The records
────────
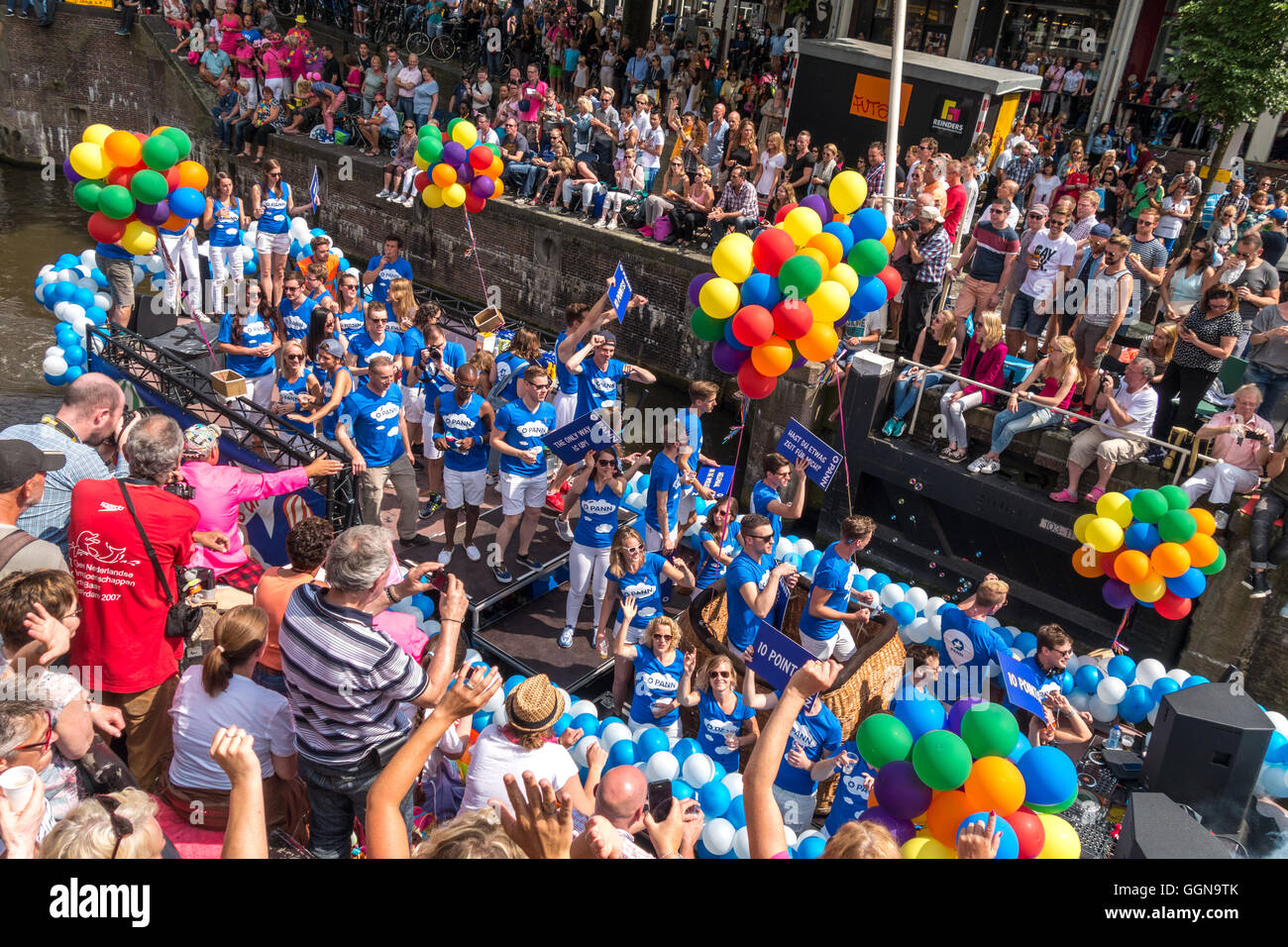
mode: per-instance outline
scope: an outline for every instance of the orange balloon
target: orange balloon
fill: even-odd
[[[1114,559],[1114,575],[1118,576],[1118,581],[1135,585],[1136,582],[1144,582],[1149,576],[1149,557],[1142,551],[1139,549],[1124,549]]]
────────
Written task
Rewrite these rows with "orange balloon" changed to "round balloon" wherever it appears and nothing else altered. Omit the pictures from your answer.

Response to this exercise
mode: per-instance outline
scope: an outline for every instance of the round balloon
target: round balloon
fill: even-odd
[[[1114,559],[1114,575],[1118,576],[1118,581],[1135,585],[1136,582],[1144,582],[1149,576],[1149,557],[1142,551],[1139,549],[1124,549]]]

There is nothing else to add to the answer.